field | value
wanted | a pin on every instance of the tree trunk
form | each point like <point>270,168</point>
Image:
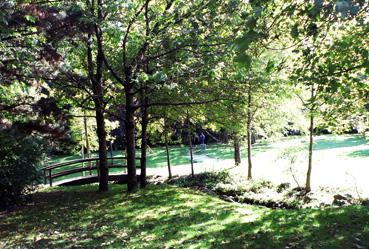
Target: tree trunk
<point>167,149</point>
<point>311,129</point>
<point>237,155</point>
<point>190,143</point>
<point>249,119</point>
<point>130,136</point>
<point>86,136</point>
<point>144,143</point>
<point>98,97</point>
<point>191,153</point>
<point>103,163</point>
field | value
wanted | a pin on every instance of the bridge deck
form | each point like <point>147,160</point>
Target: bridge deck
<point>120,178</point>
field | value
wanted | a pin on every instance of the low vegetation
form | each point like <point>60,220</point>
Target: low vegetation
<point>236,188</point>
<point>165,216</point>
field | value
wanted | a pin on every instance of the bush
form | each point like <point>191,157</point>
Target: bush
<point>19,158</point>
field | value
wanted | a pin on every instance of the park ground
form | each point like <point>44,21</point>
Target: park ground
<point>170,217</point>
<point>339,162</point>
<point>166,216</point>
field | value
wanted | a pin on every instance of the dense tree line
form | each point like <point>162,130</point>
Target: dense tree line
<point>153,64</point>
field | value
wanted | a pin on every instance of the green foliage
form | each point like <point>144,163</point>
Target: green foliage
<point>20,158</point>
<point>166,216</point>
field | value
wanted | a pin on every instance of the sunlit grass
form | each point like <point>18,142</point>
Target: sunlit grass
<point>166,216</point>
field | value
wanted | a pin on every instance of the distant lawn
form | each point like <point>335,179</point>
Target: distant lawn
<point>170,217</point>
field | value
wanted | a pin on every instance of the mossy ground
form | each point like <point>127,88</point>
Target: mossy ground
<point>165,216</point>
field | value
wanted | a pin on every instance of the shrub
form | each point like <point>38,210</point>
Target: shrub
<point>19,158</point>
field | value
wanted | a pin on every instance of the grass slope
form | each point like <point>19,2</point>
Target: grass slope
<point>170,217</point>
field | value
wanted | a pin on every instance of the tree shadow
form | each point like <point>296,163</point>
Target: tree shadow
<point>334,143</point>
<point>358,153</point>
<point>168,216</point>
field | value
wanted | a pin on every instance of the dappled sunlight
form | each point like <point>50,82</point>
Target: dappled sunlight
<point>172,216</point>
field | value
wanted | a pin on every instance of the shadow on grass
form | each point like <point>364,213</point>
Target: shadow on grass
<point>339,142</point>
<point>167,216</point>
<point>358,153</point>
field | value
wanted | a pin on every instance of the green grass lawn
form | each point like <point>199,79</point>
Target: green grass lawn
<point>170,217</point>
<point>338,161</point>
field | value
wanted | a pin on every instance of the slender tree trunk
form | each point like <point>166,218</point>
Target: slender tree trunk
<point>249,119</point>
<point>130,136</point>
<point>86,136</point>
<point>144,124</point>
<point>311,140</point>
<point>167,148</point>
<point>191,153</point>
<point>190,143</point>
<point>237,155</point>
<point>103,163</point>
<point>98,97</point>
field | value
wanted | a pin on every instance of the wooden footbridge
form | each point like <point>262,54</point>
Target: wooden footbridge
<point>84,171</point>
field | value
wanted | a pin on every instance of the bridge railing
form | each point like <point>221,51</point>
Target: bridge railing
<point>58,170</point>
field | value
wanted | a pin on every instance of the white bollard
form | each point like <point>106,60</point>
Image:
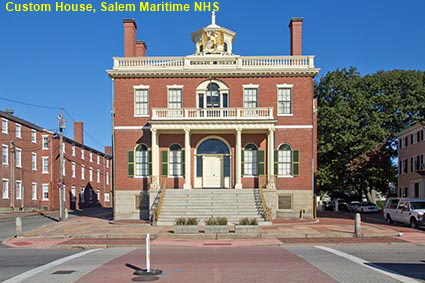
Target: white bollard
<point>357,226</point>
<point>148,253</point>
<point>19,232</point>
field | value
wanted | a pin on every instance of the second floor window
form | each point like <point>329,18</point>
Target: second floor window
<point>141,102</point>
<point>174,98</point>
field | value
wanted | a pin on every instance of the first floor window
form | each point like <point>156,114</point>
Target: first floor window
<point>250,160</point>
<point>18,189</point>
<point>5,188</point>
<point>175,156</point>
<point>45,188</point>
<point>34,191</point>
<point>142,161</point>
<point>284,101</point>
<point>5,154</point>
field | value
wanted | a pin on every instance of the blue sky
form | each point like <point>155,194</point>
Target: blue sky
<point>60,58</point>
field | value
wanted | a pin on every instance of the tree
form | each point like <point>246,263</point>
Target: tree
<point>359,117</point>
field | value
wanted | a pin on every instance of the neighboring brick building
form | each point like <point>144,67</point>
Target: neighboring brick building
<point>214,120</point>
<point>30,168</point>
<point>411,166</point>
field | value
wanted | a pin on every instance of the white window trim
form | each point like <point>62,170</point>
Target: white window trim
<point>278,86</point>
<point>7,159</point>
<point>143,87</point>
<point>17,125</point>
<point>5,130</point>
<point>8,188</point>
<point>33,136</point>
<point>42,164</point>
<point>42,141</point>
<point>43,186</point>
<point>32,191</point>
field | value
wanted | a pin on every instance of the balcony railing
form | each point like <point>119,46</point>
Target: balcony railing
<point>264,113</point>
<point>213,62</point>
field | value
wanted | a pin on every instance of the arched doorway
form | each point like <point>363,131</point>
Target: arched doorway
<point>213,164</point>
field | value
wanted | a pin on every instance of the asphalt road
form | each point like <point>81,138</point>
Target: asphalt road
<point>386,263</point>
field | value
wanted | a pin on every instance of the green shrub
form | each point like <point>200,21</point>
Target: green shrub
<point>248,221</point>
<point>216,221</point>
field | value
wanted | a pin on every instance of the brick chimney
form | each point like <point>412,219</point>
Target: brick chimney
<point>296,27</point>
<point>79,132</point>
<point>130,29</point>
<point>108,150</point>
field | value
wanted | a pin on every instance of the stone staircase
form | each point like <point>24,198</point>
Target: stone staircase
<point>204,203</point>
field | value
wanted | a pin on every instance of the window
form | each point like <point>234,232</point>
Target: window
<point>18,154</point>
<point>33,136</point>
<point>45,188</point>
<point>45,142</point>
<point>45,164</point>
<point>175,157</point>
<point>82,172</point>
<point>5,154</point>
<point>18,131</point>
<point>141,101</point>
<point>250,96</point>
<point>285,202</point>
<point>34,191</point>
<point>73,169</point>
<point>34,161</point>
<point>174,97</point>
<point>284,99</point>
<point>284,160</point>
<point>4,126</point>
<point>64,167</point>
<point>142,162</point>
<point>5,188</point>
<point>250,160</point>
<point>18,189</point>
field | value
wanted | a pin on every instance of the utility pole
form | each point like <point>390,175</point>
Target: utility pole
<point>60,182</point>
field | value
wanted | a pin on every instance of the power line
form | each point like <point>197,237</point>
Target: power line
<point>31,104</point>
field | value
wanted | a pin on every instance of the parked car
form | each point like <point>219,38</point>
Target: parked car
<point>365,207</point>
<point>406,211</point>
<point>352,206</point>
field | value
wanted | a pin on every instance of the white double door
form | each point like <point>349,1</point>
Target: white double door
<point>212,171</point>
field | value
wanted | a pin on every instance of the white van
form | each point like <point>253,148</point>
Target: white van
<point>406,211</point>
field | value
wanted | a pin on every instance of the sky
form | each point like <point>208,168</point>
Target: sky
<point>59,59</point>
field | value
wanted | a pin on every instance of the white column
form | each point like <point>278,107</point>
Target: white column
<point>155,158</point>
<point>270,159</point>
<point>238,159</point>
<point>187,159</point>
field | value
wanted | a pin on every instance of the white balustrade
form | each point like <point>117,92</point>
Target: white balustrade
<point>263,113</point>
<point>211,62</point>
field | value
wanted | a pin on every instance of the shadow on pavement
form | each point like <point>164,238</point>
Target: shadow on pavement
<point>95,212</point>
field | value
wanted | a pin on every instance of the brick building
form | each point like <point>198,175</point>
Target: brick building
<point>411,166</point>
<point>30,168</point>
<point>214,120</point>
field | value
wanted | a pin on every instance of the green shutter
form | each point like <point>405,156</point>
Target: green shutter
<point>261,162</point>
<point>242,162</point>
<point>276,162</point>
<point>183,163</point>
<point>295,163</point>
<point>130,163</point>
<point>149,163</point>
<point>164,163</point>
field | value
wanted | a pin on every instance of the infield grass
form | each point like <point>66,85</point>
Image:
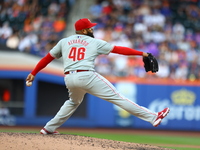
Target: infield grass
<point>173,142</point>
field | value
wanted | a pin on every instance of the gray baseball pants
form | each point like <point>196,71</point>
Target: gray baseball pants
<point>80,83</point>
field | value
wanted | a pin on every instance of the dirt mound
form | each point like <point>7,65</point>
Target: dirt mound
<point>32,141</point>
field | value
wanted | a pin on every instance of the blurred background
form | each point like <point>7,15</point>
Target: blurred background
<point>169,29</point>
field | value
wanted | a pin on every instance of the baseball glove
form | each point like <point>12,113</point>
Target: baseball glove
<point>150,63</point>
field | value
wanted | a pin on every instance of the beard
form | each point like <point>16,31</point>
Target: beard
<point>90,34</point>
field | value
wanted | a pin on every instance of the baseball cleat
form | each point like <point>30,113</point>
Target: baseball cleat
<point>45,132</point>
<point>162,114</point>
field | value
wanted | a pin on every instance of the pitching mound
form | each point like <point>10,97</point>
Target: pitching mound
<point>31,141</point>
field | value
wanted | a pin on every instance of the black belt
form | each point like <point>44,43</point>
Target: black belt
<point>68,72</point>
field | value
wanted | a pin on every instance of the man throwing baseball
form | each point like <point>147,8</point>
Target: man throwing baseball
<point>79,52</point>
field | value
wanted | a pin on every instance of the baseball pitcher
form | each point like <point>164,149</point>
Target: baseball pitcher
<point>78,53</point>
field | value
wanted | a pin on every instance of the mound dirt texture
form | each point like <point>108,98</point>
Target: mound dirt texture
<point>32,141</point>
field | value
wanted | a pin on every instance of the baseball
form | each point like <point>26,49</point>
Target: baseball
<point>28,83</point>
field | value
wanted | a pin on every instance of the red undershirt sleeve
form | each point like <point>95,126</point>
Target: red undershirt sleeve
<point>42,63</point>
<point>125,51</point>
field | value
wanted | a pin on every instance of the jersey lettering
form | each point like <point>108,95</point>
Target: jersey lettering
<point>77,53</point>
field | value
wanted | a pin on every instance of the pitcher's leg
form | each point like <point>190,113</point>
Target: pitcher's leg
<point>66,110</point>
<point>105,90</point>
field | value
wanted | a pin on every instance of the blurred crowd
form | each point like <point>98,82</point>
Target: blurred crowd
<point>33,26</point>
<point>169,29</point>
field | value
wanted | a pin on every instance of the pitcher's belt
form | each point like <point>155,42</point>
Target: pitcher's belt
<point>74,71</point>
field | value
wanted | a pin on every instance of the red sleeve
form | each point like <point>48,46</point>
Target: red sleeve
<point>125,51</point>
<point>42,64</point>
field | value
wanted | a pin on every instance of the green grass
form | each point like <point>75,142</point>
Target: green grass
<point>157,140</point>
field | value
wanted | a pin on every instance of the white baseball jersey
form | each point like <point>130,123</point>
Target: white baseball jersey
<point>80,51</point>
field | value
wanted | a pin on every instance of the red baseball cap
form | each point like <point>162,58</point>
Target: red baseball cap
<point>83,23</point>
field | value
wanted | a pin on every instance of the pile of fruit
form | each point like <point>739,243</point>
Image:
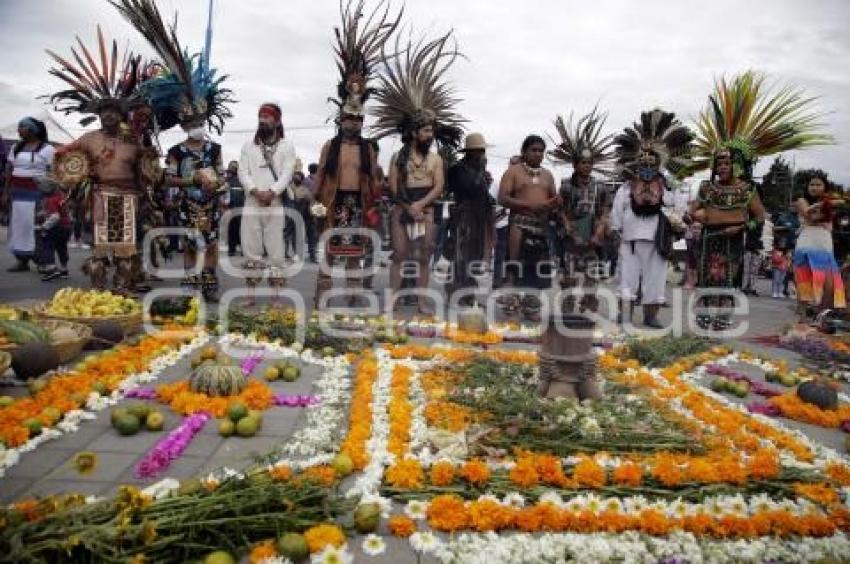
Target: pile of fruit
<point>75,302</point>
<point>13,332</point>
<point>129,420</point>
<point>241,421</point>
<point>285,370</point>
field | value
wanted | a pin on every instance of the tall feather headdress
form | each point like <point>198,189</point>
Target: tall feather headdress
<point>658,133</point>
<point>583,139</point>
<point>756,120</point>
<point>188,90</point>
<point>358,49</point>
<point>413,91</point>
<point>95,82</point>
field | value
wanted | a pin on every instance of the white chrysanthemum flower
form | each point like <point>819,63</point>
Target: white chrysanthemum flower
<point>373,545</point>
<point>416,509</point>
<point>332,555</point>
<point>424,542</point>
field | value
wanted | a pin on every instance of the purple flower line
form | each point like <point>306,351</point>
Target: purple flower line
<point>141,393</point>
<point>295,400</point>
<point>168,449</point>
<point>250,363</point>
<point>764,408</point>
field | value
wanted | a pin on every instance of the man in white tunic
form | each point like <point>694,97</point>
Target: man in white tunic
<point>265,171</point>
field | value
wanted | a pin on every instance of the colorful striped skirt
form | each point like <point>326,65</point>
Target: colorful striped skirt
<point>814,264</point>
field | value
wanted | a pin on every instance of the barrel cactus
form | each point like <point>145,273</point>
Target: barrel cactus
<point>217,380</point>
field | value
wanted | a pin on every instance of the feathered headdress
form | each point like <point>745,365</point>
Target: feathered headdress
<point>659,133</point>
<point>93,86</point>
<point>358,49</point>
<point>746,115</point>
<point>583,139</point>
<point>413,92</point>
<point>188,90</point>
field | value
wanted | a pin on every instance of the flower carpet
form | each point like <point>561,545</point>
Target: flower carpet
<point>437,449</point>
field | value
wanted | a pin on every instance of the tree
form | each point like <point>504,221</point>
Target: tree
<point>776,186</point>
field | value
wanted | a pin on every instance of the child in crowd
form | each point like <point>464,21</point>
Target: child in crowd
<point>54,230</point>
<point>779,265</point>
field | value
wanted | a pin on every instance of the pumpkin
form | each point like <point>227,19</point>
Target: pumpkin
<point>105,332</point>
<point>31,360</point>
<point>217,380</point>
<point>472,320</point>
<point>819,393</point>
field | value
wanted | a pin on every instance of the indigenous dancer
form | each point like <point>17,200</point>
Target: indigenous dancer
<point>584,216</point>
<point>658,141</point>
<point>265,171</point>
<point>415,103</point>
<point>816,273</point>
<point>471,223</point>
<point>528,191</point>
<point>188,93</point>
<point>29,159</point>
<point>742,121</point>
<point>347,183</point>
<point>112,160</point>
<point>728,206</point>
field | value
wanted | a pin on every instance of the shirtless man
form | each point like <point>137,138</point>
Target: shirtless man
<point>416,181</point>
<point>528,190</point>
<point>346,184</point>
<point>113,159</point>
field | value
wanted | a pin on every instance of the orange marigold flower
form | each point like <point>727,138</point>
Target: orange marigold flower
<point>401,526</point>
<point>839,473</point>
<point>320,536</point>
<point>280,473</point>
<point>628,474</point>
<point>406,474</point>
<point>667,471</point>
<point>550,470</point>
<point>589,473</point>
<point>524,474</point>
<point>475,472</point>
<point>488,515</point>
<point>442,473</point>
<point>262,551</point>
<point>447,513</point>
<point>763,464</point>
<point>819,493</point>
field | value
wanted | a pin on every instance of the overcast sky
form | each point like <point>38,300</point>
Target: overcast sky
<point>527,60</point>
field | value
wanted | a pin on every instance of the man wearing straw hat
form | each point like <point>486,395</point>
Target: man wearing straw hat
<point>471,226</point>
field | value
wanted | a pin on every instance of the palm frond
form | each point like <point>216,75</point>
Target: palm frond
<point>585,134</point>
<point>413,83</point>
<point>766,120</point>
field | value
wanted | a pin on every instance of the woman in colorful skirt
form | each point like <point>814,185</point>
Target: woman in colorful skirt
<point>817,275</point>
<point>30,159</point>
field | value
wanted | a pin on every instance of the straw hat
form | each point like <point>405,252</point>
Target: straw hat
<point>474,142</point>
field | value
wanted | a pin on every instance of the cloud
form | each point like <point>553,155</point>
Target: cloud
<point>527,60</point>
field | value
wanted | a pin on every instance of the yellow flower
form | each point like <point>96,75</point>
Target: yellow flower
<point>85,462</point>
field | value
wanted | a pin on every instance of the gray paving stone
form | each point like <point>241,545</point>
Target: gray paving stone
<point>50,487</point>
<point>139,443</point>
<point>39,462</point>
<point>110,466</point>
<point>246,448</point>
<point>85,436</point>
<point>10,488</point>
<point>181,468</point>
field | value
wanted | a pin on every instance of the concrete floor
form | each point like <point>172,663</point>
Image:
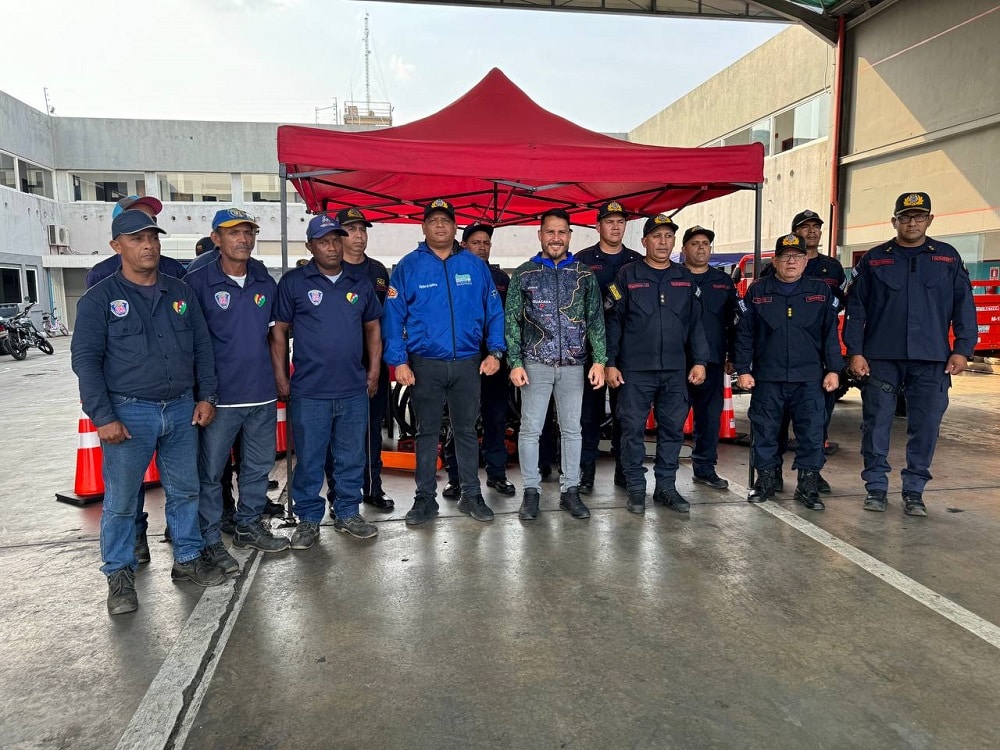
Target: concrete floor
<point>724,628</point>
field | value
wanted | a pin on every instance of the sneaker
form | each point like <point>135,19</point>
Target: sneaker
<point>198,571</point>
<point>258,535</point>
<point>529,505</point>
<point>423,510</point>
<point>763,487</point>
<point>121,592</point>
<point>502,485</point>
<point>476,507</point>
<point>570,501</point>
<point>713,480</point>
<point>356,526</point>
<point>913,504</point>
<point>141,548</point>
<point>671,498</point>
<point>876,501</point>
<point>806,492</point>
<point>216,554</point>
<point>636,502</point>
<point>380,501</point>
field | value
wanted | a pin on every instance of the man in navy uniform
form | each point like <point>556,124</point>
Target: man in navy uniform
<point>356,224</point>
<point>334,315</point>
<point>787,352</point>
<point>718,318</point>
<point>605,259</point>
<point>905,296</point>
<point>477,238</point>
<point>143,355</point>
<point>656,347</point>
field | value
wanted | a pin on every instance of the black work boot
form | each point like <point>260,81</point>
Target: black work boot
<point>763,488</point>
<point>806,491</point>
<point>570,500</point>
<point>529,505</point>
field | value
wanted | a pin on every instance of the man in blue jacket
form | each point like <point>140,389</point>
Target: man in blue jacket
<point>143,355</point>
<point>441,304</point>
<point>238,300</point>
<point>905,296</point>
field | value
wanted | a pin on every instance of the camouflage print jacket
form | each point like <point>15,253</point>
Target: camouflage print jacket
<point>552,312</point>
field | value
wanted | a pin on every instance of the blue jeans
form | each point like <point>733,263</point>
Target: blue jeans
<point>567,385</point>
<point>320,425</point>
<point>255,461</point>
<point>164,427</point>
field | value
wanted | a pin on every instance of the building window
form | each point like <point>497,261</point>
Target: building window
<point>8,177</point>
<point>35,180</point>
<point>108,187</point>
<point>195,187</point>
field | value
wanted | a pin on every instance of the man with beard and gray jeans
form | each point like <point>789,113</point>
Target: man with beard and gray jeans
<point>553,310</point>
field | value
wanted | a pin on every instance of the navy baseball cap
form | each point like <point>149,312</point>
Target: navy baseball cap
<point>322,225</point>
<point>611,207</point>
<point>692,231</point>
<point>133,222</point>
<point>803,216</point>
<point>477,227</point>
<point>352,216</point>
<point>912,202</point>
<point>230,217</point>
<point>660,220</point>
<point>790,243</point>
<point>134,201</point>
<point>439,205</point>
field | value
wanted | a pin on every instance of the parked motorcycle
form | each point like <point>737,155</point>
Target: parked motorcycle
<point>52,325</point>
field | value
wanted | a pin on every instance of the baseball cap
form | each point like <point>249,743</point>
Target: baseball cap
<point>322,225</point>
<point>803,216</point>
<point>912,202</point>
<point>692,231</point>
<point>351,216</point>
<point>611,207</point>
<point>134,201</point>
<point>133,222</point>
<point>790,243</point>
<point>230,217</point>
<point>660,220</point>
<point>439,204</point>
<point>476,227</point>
◆ ◆ ◆ ◆
Task instructions => State how many lines of the material above contain the word "uniform", and give only that number.

Exercise result => 2